Can you set down every line of the material below word for word, with nothing changed?

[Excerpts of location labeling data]
━━━
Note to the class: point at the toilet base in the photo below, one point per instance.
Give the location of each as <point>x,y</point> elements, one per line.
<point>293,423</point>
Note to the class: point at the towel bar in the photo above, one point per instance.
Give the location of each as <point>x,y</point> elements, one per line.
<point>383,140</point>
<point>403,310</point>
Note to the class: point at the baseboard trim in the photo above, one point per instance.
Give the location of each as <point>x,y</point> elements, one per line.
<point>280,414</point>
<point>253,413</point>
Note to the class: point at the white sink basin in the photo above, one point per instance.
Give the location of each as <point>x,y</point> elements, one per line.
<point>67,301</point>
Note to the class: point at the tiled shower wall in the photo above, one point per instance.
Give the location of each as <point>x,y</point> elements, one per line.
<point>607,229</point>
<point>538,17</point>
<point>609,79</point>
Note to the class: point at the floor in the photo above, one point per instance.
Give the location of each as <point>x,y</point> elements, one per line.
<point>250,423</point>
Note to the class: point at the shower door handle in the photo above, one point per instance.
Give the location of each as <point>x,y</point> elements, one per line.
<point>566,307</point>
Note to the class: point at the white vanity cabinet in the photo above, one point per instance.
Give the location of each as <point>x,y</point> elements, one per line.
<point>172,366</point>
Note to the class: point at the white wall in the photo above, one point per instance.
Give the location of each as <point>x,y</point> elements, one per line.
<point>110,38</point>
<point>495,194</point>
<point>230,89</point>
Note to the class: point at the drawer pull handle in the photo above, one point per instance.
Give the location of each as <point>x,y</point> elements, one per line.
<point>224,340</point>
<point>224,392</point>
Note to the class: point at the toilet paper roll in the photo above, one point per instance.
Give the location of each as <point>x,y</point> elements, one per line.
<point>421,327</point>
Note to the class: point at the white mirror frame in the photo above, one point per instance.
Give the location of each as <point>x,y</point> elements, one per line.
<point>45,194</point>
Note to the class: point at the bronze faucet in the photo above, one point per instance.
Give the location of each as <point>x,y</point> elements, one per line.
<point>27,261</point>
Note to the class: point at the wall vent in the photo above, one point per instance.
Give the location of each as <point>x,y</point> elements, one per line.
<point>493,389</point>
━━━
▸ Written answer:
Note to the class: point at the toilet base in the photo below, one point per instance.
Give the location of each as <point>x,y</point> elements, one per line.
<point>293,423</point>
Note to the class: point at the towel bar in the photo above, one point per instance.
Give the location of each as <point>x,y</point> elements, one per line.
<point>383,140</point>
<point>403,310</point>
Note to the class: point at the baseboard trim in the photo above, one point per instance.
Give the location of each as <point>x,y</point> elements, one per line.
<point>280,414</point>
<point>253,413</point>
Note to the class: point at the white sink basin in the photo above, one point per instance.
Give the location of each as <point>x,y</point> elements, one per line.
<point>67,301</point>
Note to the class: point at the tiled shower wall in the photo above, one point per instance.
Give the location of each as <point>x,y</point> elements, one per line.
<point>607,229</point>
<point>538,17</point>
<point>609,79</point>
Note to the class: point at the floor in the photo above, one point per instance.
Give the location of each as <point>x,y</point> elements, one per line.
<point>250,423</point>
Note to the class: point at the shower door handle in the photo above, one point per instance.
Give the location of each as <point>x,y</point> elements, one per line.
<point>566,307</point>
Note to the class: point at the white vanity cabinet in the photo above, one point per instance.
Give the location of each as <point>x,y</point> elements, one per line.
<point>172,366</point>
Note to the class: point at the white wall in the photo above, one point per instance.
Give the location of each as <point>x,y</point> elements, one per line.
<point>110,38</point>
<point>495,194</point>
<point>230,89</point>
Note to the class: point at the drawer pull handle in the photo above, one point per instance.
Give the location of each as <point>x,y</point> elements, one per line.
<point>224,340</point>
<point>224,392</point>
Note to the class: point at the toilet paper roll in the photo above, one point per instance.
Give the location of each as <point>x,y</point> elements, one per line.
<point>421,327</point>
Note to the class: point at the white mirror frame in the photo above, one point per instance.
Give the location of each as <point>x,y</point> elements, one per line.
<point>45,194</point>
Note to the class: point at the bronze faucet in the photo above, one point per instance.
Give the location of each as <point>x,y</point> elements, one per line.
<point>27,261</point>
Note to the class: point at the wall vent in the photo above, one point per instance.
Give the location of each as <point>x,y</point> elements, one per line.
<point>493,389</point>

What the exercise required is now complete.